-- Direction --
Gather every line of the listing below that contains the word "instance", with matching case.

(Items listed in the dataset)
■ ■ ■

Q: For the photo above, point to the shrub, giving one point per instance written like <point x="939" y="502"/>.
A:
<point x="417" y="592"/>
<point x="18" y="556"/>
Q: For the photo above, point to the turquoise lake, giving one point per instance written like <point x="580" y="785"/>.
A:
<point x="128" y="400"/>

■ ■ ■

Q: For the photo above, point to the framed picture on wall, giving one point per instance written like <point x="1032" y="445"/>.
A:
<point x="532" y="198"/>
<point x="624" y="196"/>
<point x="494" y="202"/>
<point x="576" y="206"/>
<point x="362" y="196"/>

■ ■ ■

-- Output below --
Q: For the photo above, point to the shrub, giving one point per instance written like <point x="939" y="502"/>.
Q: For the photo above, point to the turquoise lake, giving one point per instance written like <point x="580" y="785"/>.
Q: For the photo above, point to the framed picture on wall, giving one point per instance written like <point x="1032" y="445"/>.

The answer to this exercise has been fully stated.